▸ **Exercise description**: Please transcribe the text on the Hong Kong athlete's #MeToo account, starting at "In a Facebook" and ending at "her private parts.".

A Hong Kong athlete has revealed that she was sexually assaulted by a former coach when she was just 13, becoming one of the first public figures in the city to step up to the #MeToo movement.
Lui Lai-yiu, a hurdler who earlier this year won Hong Kong’s first gold medal in the Asian Indoor Games, says she was assaulted 10 years ago.
She said she was inspired to share her story after reading U.S. gymnast McKayla Maroney’s heart-wrenching story of abuse by her gymnastic doctor.
In a Facebook post, the now 23-year-old Lui said she met her former coach, identified as Y, through extracurricular activities.
Over the course of a year, he slowly gained her trust. It was one Saturday after class that her coach rang her.
“He asked me if my muscles were tense after my exercise last week, and said he could give me a massage to relax my muscles,” she said in a statement on Facebook.
“To me this seemed perfectly normal, and to me, he was someone I respected as a teacher.”
The coach added that it would be easier to carry out the massage at his home, where he asked her to lie on the bed. He went on with his “massage”, first taking off her jeans, then her underwear, before touching her private parts.
“Even when he was taking off my underwear, I couldn’t even react,” she said.
After the incident, she remained in contact with the coach, even joining in his birthday celebrations every year.
“How do I celebrate the birthday of someone who sexually assaulted me? Am I crazy? I don’t know. Maybe I could even fool myself into believing that this never happened,” she went on to say.
Sexual harassment in Chinese culture
Lui goes on to add in her statement that cases of sexual assault have gone mainly unreported in Hong Kong.
“Sexual issues… are never openly discussed in Chinese culture.”
“In Chinese culture, sexual issues have always been considered embarrassing…and never openly discussed,” she says.[I urge victims to] stand up — your courage could inspire countless others, just like McKayla has inspired me.”
Her post has since gone viral, with over 23,000 likes and just over 4,000 shares in less than 24 hours.
The allegations come after Chinese state media claimed that sexual harassment was something that simply didn’t happen in Chinese culture.
“Behaving inappropriately toward women, including harassing them sexually, contradicts every Chinese traditional value and custom,” says the China Daily article, written by Sava Hassan, a Canadian Egyptian author living in China.
“Chinese traditional values tend to safeguard women against inappropriate behaviour.”
The article was later taken down after receiving a wave of backlash.
Uh, having attended China’s most prestigious film school, the Beijing Film Academy, I can tell you that you are gravely mistaken.
— Christoph Rehage (@crehage) October 16, 2017
Sexual harassment such an intrinsic part of everyday life in China that women probably don’t know what it’s like without it. https://t.co/0eaAGoXscV
— Elyse Ribbons 柳素英 (@iheartbeijing) October 16, 2017
#MeToo has seen countless women coming forward to share their experiences of sexual abuse and harassment, including numerous female athletes.
So far, Lui is the only Chinese athlete that has spoken up about sexual assault under the #MeToo movement.

▸ **Recorded data**:
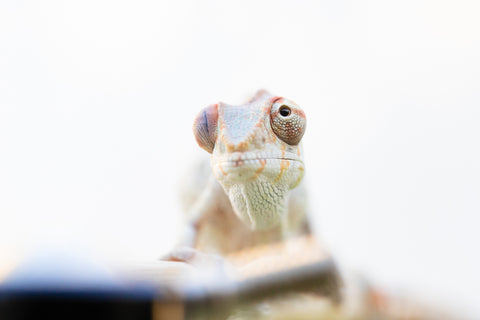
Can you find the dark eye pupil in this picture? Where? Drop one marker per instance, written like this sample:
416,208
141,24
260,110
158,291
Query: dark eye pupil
285,111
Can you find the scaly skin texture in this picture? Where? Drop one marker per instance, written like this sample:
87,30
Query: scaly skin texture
255,195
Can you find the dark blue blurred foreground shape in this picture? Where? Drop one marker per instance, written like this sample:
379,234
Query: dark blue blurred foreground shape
62,286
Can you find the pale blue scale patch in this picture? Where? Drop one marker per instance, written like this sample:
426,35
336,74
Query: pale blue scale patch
239,122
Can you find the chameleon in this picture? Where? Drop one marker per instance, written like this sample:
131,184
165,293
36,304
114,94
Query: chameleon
253,193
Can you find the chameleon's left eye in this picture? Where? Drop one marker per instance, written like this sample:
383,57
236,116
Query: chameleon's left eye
205,127
288,121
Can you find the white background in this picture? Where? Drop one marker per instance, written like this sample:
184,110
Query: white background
97,99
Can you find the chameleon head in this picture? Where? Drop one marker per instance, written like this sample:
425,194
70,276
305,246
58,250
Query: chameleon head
256,154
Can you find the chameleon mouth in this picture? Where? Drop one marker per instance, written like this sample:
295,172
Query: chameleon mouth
254,161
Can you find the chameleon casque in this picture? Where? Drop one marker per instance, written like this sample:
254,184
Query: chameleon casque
255,195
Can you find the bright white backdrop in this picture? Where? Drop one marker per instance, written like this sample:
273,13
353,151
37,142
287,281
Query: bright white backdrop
97,101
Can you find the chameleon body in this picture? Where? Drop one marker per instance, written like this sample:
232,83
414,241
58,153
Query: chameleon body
254,195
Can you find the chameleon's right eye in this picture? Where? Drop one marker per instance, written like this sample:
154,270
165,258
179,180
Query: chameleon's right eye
205,127
288,121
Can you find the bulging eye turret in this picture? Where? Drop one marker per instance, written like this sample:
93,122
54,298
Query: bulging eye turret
288,121
205,127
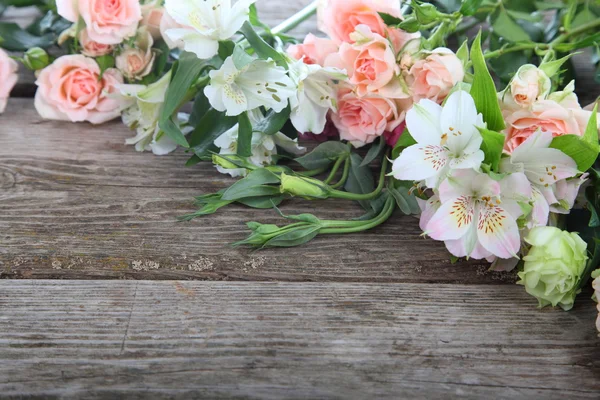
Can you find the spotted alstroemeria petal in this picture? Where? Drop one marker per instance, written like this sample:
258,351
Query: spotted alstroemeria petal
420,162
498,232
452,220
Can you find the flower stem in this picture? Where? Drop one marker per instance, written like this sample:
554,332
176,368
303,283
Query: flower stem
368,196
296,19
362,226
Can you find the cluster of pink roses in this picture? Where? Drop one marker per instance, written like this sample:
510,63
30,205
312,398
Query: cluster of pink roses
73,88
528,106
386,67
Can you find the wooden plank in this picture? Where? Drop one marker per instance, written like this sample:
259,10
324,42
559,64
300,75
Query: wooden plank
264,340
75,202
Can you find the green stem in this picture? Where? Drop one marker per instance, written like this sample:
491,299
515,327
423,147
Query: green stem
345,175
296,19
387,212
338,194
334,170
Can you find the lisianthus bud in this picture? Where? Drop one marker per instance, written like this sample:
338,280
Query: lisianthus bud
227,161
554,266
304,187
36,58
529,84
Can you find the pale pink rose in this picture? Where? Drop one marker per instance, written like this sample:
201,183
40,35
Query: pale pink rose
529,84
370,64
137,62
93,49
546,115
70,89
360,120
8,78
107,21
314,50
339,18
152,14
434,76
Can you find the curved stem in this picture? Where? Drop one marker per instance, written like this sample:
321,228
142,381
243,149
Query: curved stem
387,212
368,196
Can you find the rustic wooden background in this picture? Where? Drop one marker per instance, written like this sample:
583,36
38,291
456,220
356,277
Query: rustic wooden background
378,315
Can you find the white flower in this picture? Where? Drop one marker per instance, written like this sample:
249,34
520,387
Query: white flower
264,147
205,23
447,139
316,95
143,116
550,172
260,83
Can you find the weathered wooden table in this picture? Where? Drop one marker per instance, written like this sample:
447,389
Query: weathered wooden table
106,296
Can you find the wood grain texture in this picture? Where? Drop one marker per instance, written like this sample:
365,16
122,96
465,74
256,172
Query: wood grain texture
275,340
75,202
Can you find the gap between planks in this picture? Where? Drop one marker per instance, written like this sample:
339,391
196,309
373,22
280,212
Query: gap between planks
99,339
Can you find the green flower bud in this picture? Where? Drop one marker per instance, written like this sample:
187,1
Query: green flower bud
304,187
36,58
554,266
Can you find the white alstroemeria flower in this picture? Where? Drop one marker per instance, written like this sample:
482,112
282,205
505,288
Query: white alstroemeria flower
205,23
316,95
143,116
550,172
259,84
447,139
264,147
477,216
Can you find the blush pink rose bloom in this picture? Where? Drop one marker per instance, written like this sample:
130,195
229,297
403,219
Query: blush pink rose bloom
8,78
339,18
107,21
93,49
565,117
361,120
314,50
70,89
370,64
434,76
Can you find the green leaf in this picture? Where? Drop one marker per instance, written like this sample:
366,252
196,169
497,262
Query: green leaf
470,7
16,39
262,48
584,150
324,155
553,67
244,145
374,152
492,146
273,122
212,125
253,185
484,90
506,27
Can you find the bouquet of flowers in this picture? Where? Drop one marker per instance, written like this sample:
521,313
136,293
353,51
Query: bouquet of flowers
403,121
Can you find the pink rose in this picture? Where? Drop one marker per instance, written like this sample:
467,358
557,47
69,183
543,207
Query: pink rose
557,117
107,21
70,89
152,14
370,64
137,62
8,77
314,50
434,76
93,49
361,120
339,18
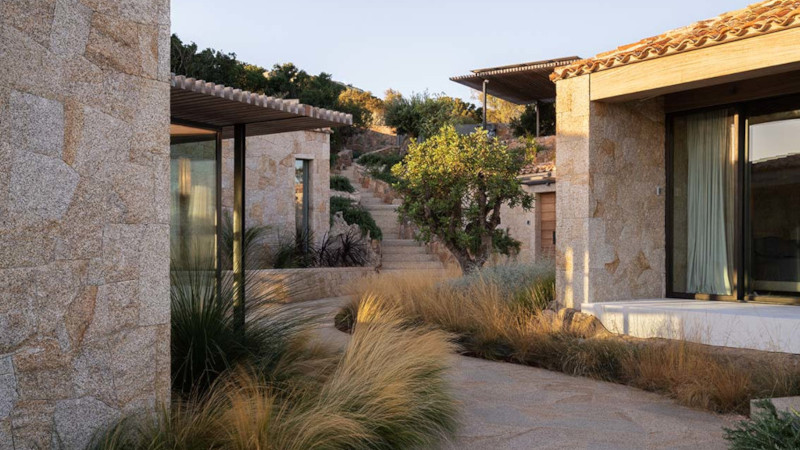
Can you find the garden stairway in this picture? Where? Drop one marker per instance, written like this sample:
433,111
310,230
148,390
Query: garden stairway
396,253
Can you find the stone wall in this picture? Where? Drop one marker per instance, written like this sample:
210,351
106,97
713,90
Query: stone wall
298,285
84,216
524,225
270,178
609,212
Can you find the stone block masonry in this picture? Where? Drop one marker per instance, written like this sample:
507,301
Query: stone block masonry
84,216
610,210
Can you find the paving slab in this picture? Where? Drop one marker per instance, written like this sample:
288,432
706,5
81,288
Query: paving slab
510,406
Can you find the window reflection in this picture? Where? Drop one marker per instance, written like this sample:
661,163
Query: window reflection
193,195
774,160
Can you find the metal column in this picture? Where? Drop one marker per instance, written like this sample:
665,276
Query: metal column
239,134
485,82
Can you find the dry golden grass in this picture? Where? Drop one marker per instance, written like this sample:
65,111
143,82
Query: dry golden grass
491,323
386,391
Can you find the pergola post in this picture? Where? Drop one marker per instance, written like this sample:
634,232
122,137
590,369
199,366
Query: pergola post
239,135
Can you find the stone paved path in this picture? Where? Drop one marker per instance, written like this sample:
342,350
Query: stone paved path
509,406
397,253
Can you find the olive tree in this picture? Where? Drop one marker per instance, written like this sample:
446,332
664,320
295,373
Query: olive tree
453,186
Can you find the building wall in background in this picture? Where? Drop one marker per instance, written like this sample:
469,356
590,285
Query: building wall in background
270,181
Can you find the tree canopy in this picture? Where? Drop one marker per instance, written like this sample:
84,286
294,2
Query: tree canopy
282,81
423,115
453,186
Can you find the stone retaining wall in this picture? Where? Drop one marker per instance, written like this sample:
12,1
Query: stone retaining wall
296,285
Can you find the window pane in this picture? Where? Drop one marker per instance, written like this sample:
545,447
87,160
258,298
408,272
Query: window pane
301,195
774,171
703,171
193,196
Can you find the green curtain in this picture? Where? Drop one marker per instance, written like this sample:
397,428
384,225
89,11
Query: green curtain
710,194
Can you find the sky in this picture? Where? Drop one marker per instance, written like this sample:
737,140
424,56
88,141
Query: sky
416,45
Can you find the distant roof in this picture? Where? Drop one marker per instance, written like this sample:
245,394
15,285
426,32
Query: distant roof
517,83
222,106
757,19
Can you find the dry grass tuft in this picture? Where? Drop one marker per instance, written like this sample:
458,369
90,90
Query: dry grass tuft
386,391
496,320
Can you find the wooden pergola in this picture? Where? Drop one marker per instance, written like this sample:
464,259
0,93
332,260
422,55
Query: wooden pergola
521,84
238,114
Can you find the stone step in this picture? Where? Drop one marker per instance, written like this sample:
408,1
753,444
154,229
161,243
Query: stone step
387,223
407,250
418,265
399,243
380,207
407,257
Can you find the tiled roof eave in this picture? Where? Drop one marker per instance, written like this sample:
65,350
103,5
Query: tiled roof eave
651,48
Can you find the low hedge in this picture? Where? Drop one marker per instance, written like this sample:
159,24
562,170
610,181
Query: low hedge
355,214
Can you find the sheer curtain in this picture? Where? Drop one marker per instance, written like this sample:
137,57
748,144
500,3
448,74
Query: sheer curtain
709,203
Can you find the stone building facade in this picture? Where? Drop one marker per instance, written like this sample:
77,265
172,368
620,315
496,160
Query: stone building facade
84,216
270,181
609,201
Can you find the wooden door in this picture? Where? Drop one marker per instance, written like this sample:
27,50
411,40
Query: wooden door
547,230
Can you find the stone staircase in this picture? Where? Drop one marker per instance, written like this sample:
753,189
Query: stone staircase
396,253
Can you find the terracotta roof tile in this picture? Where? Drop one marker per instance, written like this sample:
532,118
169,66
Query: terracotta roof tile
759,18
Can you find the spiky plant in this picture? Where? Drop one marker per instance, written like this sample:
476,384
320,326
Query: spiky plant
206,339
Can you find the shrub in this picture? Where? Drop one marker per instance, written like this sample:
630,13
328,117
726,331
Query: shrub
341,183
498,313
768,429
388,390
356,214
345,250
206,337
299,251
379,165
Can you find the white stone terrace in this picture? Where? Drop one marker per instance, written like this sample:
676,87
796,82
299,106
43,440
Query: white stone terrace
729,324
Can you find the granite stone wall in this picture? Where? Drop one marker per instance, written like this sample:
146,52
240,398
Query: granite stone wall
84,216
270,180
610,197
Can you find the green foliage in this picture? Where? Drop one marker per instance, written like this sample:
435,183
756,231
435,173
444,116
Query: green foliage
422,115
525,124
295,251
355,214
768,429
380,165
282,81
205,339
255,257
453,186
341,183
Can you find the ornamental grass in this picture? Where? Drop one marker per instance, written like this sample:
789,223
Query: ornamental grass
502,314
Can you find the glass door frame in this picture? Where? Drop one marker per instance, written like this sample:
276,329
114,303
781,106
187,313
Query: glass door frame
218,182
742,245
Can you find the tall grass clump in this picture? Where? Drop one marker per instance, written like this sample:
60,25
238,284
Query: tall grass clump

▸ **Solution**:
In a Facebook post, the now 23-year-old Lui said she met her former coach, identified as Y, through extracurricular activities.
Over the course of a year, he slowly gained her trust. It was one Saturday after class that her coach rang her.
“He asked me if my muscles were tense after my exercise last week, and said he could give me a massage to relax my muscles,” she said in a statement on Facebook.
“To me this seemed perfectly normal, and to me, he was someone I respected as a teacher.”
The coach added that it would be easier to carry out the massage at his home, where he asked her to lie on the bed. He went on with his “massage”, first taking off her jeans, then her underwear, before touching her private parts.